» **CHALLENGE**
Output only the span of lines that begins at the line containing "the truck windshield" and ends at the last line of the data, both included, exactly as they appear.

------ RECORDS PROVIDED

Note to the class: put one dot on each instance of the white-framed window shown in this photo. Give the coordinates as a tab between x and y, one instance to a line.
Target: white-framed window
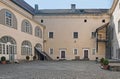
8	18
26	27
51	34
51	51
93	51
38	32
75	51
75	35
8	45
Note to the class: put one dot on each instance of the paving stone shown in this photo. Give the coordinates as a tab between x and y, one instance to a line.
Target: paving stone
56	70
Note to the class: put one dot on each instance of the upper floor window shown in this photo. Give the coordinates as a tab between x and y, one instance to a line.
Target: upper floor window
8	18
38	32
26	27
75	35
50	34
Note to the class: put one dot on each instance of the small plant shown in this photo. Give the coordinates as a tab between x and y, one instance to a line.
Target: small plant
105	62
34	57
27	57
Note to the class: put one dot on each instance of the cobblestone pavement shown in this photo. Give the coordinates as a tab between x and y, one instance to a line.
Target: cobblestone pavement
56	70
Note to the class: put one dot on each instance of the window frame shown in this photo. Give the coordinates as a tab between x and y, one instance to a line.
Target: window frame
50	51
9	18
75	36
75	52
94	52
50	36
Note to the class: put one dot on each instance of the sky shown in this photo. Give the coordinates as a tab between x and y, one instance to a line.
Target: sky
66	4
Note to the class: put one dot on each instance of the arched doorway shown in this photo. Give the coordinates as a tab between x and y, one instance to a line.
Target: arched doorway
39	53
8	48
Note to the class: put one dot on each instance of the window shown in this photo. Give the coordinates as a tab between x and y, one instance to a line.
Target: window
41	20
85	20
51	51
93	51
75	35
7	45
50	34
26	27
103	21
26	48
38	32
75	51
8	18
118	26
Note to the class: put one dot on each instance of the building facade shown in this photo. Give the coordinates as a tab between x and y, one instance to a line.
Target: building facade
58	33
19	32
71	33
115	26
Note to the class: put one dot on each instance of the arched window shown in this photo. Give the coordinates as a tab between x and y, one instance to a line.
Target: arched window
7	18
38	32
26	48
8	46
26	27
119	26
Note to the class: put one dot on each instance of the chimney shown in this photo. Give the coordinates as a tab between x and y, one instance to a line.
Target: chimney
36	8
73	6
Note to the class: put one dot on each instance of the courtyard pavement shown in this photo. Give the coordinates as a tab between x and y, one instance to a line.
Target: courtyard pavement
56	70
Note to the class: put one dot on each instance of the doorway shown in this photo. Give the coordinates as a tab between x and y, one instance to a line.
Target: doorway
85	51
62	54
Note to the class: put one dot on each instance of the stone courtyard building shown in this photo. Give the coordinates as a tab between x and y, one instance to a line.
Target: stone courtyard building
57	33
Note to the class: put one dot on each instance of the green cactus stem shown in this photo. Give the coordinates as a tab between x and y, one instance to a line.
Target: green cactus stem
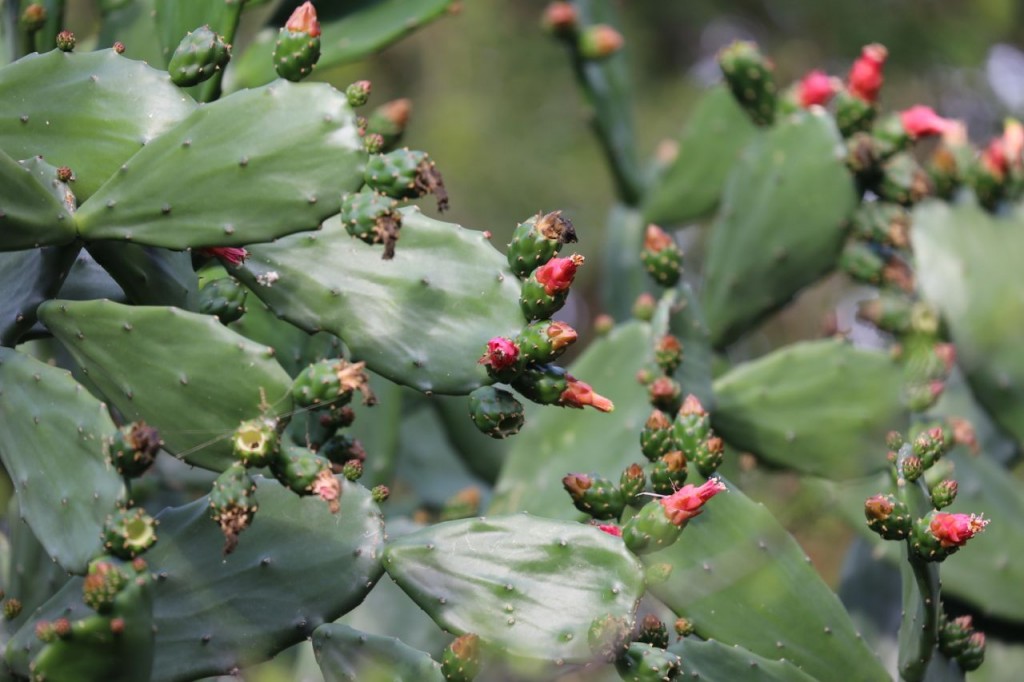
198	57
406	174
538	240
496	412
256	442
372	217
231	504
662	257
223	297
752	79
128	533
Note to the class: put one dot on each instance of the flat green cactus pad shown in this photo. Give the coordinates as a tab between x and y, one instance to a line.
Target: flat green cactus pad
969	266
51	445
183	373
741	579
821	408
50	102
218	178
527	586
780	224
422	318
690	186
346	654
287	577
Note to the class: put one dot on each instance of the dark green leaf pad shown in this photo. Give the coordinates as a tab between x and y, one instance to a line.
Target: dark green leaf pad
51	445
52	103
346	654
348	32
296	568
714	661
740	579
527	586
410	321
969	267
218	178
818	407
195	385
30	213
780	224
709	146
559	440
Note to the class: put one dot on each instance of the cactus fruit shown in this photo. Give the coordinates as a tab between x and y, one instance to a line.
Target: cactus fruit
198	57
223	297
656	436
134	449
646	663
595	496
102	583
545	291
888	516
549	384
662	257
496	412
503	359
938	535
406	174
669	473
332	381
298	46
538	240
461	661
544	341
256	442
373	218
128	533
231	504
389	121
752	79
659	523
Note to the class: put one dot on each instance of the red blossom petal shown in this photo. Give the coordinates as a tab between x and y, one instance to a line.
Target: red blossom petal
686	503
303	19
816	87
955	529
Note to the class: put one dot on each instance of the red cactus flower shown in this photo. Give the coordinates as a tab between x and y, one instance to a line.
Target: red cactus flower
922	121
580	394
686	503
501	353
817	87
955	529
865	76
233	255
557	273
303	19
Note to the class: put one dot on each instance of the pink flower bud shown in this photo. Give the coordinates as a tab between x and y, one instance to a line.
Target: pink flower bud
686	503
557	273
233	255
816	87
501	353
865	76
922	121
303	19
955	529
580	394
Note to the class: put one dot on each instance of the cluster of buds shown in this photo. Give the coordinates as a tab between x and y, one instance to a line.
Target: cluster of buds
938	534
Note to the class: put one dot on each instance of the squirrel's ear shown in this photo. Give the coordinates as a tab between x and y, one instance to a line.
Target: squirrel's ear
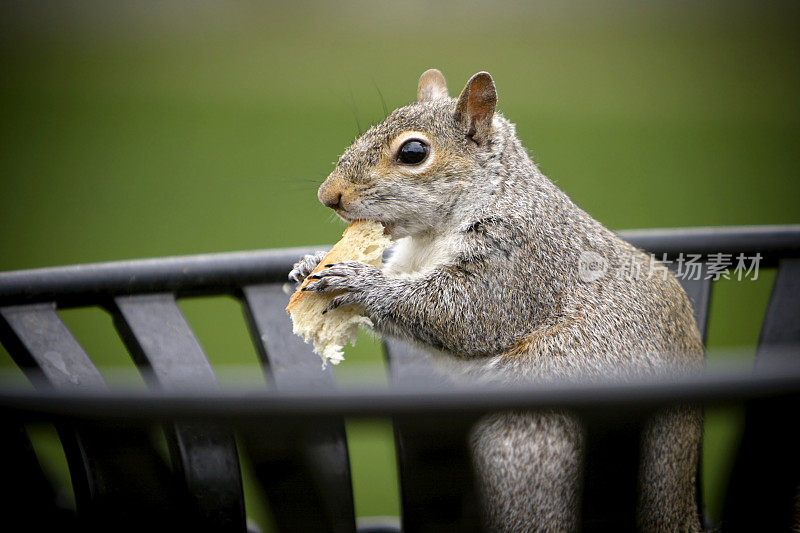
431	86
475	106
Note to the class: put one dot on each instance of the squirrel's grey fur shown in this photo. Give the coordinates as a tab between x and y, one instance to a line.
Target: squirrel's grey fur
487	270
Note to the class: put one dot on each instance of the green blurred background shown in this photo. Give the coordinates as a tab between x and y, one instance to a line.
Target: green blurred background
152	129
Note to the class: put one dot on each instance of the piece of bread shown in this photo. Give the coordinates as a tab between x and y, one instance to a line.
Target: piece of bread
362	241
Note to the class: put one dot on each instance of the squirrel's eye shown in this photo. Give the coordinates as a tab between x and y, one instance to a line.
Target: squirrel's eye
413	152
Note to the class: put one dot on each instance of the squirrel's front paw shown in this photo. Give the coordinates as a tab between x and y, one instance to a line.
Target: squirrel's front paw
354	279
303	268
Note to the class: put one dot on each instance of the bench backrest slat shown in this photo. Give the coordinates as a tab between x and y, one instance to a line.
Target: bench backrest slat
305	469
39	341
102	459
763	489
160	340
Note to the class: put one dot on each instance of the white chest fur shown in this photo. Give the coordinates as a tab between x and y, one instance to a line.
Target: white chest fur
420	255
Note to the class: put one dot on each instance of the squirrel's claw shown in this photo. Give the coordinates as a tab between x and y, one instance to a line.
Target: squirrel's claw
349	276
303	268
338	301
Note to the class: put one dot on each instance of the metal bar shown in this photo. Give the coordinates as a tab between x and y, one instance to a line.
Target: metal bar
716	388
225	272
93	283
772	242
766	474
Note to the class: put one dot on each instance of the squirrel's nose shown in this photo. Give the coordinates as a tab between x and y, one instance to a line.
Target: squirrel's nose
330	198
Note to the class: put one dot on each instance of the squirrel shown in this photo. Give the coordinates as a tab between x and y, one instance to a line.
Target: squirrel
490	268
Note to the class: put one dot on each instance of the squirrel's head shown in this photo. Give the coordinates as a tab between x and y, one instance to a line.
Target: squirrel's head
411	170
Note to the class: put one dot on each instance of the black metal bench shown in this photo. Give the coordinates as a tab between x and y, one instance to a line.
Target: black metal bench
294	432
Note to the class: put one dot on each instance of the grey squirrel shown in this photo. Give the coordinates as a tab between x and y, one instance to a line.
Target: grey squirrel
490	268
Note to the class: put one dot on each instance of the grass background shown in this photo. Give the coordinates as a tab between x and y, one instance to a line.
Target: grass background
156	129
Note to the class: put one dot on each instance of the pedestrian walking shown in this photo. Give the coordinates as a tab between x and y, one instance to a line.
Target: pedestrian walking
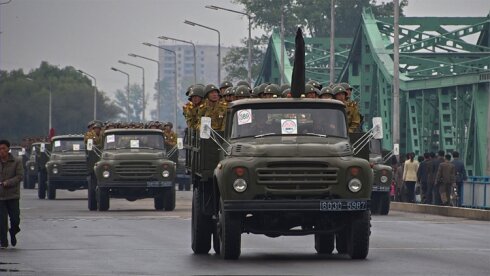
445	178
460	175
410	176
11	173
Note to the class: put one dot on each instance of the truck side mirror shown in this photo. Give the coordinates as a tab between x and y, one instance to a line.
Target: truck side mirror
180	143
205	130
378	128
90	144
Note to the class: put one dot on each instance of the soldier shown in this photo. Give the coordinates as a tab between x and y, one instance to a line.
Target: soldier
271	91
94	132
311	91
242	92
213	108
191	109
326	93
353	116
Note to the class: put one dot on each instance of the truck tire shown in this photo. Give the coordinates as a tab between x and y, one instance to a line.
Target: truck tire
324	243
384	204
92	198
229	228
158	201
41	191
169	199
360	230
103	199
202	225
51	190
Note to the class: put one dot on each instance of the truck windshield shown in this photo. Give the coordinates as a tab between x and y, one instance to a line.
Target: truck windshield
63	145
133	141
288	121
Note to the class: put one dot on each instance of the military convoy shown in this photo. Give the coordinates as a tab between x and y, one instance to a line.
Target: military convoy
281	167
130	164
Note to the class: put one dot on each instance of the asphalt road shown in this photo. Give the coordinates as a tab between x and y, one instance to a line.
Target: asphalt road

------------

» **REPLY**
Note to the class: put one dot on each instance of the truck windshield shown in this photo. Give the coordinates as a tab between x and y, one instance to a line.
Target: truck windshield
63	145
133	141
288	121
Note to the class: put one dot on each instance of the military convoy shown in this photo. Give the coordinates as a tab between x and y, one instance to a line.
Target: military convoy
281	167
130	164
Note to the class: put one dot on each instance of the asphalt road shown in this photo. Give the coordinates as a tab between x and y, one instance to a line.
Target: asphalt road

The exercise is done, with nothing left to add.